* **Фрагмент текста**
+---+
ПТЕНЦЫ
ГНЕЗДА МЕРЕЖНИКОВА
Книжку
стихов сейчас может выпустить любой желающий – были бы деньги на издание! При
этом можно обойтись не только без редактора, но даже и без корректора. Важно ли
для начинающего поэта, что в таком случае нередко не только орфографические,
стилистические и прочие грубейшие ошибки едва не из каждой строчки торчат, так
еще и элементарная логика отсутствует. Человеку куда важней, что вот он, в
руках - ЕГО СОБСТВЕННЫЙ СБОРНИК, который
можно дарить знакомым и незнакомым с СОБСТВЕННЫМ автографом! А умеешь
пользоваться интернетом – рассылай свои произведения по газетам, журналам и
всевозможным конкурсам, и общайся, с кем хочешь, сколько хочешь, хоть по всей
России, хоть с «за рубежом». Мудрено ли, что такая форма общения, учебы и
продвижения литераторов, как литературное объединение, иным из молодых (да
кой-кому и из вполне «взрослых» поэтов!) стала казаться неким анахронизмом: а
зачем она теперь вообще нужна? О том, какую роль сыграло литературное
объединение Каменска-Уральского в жизни многих каменских любителей поэзии, и
какую - оно продолжает играть сегодня, я все же попробую рассказать.
Наше
литобъединение, если не самое старое в Свердловской области, то уж совершенно
точно - одно из самых старых. Оно было создано при городской газете «Каменский
рабочий» в 1947 году большими любителями
поэзии - тогдашним заместителем редактора газеты Давидом Лившицем (впоследствии
– известным на Урале поэтом, сотрудником журнала «Урал») и школьным учителем
Александром Александровичем Кузовниковым. Отвечал за работу объединения
литсотрудник «Каменского рабочего» Василий Гурьевич Шендриков, Уровень тех
первых занятий в красном уголке редакции, размещавшейся в одном из темных,
низеньких зданий старого Каменска, сейчас, наверное, оценили бы как
«художественную самодеятельность», но именно с них начался творческий рост
другого уральского поэта Николая Яковлевича Мережникова (1929-2010), члена
Союза российских писателей, автора доброго десятка поэтических книг, человека
разностороннего, мягкого, удивительно деликатного и тактичного, а главное –
замечательного воспитателя молодежи.
+---+
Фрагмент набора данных
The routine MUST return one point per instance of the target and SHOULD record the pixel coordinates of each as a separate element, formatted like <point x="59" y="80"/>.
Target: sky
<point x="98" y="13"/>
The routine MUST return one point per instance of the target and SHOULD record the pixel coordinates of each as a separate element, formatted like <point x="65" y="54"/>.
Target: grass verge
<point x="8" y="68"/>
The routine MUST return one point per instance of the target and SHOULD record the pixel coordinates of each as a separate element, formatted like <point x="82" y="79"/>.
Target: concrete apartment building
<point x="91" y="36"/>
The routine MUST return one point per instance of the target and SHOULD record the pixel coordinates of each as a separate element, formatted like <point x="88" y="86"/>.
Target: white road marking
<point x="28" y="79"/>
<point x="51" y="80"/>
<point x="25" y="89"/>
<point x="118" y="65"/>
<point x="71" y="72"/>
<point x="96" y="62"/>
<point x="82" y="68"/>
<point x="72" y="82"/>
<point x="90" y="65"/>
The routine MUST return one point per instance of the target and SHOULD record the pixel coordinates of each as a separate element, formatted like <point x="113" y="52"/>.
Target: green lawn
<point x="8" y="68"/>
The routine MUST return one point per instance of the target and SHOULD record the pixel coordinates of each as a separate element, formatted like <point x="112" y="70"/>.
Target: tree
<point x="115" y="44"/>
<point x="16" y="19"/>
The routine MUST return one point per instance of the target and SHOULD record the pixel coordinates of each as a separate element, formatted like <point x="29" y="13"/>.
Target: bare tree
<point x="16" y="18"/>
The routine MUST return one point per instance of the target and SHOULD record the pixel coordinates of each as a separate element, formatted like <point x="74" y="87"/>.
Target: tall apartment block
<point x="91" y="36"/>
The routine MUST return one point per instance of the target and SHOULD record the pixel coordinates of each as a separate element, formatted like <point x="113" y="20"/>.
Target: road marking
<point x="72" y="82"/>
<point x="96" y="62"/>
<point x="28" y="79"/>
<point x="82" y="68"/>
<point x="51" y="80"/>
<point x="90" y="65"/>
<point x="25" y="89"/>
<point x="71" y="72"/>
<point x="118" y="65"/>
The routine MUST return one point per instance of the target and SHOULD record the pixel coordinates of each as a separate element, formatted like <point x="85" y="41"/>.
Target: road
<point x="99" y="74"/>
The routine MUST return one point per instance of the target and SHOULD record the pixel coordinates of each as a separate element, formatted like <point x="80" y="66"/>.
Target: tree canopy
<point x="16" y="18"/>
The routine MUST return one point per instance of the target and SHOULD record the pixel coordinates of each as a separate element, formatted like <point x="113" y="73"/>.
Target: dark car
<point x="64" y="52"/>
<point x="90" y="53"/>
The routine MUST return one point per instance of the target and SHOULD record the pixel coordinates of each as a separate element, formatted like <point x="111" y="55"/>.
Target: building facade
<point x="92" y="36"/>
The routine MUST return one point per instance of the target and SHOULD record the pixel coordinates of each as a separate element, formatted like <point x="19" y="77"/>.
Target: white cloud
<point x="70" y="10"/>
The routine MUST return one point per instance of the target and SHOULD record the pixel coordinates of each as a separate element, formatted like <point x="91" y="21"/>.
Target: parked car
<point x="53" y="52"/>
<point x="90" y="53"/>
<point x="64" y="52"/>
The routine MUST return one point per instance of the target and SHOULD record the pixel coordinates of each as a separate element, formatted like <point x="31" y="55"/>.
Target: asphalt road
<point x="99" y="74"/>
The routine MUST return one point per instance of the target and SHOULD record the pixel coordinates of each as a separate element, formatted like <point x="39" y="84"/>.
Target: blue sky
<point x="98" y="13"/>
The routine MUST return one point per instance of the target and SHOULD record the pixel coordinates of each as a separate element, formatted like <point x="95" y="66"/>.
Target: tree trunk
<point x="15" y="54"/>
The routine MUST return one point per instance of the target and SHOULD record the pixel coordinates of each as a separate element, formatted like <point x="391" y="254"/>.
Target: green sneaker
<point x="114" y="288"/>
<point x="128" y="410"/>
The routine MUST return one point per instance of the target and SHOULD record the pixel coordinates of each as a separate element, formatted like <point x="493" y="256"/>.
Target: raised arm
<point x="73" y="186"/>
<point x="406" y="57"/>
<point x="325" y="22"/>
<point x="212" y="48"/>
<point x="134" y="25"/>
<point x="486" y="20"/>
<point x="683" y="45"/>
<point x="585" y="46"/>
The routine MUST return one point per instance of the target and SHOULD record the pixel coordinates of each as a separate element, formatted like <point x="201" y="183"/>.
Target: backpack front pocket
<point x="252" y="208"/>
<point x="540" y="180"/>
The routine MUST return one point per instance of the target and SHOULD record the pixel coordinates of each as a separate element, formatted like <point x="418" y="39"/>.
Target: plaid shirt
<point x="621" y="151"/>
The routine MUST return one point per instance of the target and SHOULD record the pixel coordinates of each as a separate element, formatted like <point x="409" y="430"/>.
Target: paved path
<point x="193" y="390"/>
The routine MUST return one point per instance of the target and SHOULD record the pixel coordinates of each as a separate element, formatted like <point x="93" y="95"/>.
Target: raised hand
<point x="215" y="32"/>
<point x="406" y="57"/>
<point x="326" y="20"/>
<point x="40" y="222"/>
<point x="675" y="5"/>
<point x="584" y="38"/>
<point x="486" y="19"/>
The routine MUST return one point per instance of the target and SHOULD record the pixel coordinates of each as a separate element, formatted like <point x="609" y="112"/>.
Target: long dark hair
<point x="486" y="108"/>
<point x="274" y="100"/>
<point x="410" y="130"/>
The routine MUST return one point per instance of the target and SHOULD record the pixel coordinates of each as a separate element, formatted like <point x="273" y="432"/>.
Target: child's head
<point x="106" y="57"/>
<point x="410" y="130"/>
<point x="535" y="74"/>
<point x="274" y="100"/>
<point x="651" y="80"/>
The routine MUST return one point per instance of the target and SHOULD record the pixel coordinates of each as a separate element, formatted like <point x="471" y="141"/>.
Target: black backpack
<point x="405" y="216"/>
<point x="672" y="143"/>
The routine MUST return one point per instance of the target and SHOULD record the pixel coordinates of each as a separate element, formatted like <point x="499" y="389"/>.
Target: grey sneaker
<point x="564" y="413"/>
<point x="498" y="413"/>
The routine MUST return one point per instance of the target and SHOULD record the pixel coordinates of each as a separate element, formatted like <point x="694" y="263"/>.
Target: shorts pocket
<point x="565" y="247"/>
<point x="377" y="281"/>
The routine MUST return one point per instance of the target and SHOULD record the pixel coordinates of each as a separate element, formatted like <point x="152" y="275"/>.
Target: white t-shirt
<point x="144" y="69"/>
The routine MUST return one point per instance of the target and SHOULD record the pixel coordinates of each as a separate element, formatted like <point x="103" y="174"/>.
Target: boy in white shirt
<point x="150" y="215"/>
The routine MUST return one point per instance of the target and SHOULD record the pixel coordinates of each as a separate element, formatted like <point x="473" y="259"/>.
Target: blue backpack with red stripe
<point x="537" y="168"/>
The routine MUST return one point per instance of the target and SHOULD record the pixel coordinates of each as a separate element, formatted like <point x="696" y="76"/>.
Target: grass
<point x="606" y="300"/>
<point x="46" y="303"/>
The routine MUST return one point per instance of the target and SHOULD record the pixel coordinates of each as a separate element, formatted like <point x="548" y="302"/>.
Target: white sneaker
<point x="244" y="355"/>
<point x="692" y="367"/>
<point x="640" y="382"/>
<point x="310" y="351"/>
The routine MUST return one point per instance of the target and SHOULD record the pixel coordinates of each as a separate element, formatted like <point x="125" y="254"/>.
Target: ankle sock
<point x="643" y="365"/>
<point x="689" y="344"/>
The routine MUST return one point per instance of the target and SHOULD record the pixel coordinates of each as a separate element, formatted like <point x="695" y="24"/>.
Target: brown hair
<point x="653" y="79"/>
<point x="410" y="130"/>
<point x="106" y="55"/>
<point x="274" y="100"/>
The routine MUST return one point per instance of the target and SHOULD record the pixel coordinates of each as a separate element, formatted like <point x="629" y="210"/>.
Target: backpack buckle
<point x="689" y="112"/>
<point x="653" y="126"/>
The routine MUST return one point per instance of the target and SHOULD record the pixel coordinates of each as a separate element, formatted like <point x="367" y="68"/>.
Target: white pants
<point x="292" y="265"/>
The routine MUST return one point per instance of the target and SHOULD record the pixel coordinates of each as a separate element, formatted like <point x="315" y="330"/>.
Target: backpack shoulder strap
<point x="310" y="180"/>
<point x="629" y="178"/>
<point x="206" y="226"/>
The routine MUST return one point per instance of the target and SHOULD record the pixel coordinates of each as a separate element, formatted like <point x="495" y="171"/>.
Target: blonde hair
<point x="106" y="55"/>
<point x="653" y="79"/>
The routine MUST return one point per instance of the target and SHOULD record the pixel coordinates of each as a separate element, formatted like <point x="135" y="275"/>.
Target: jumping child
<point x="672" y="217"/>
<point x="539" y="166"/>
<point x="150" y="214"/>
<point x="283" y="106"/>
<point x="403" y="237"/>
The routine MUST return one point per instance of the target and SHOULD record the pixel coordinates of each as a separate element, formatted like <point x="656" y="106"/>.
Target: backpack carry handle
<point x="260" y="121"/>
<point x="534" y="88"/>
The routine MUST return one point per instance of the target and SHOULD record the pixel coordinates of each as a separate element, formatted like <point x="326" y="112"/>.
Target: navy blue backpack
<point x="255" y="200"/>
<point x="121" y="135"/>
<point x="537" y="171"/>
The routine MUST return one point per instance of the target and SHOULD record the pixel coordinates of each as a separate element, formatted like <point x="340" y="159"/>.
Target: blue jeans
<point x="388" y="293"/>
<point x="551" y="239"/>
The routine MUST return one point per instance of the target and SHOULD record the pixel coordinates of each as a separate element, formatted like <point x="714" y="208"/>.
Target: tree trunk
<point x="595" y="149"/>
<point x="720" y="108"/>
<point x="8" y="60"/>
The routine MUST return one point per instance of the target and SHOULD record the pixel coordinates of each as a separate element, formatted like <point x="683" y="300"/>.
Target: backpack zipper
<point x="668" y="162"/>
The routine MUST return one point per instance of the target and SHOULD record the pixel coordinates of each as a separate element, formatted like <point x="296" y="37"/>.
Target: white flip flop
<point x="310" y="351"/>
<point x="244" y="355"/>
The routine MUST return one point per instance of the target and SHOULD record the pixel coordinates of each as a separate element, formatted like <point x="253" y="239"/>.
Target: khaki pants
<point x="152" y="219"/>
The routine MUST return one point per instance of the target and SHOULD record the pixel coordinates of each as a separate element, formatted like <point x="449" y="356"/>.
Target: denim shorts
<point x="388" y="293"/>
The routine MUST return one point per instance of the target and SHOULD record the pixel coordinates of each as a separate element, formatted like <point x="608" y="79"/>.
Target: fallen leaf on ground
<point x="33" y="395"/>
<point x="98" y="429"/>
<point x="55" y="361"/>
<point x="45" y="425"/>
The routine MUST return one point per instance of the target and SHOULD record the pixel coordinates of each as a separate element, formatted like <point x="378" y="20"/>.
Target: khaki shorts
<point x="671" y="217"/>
+---+
* **Над чем работать**
Подхватите очерк о литературном объединении Каменска-Уральского и продолжите его сразу после последнего приведенного предложения.

* **Итоговый результат**
С
утверждения Мережникова руководителем (а тогда это было именно «утверждение» -
причем, согласование происходило не только на уровне редакции, но и на уровне
горкома партии, и даже – КГБ, негласно, разумеется) занятия все больше стали
выходить за рамки обычных любительских разговоров о поэзии, постепенно переходя
на новый для Каменска уровень профессиональной литературной учебы.
«Каменскому
рабочему» обязаны своими первыми публикациями Владимир Потоцкий, Виктор
Белоусов, Нина Буйносова, Алексей Сиголаев, Владимир Андреев, Алексей
Ярушников, Николай Голден, Юрий Каплунов, Юрий Томилов, - писал в своих
воспоминаниях Мережников. – Думаю, что у моих товарищей по литобъединению
навсегда останутся в памяти дни нашего творческого общения, и они со временем
будут вспоминать их, как я вспоминаю те
уроки и наставления, на которые щедры были мои старшие товарищи тех лет – А.
Кузовников, Г. Казаков, Д. Лившиц».
Упомянутому
Юрию Каплунову – одному из самых первых воспитанников Николая Яковлевича,
который вел занятия в литературном объединении Каменска-Уральского четверть
века (1953-1978), наш руководитель помнится сначала студентом, а затем совсем
молодым выпускником филфака УрГУ им.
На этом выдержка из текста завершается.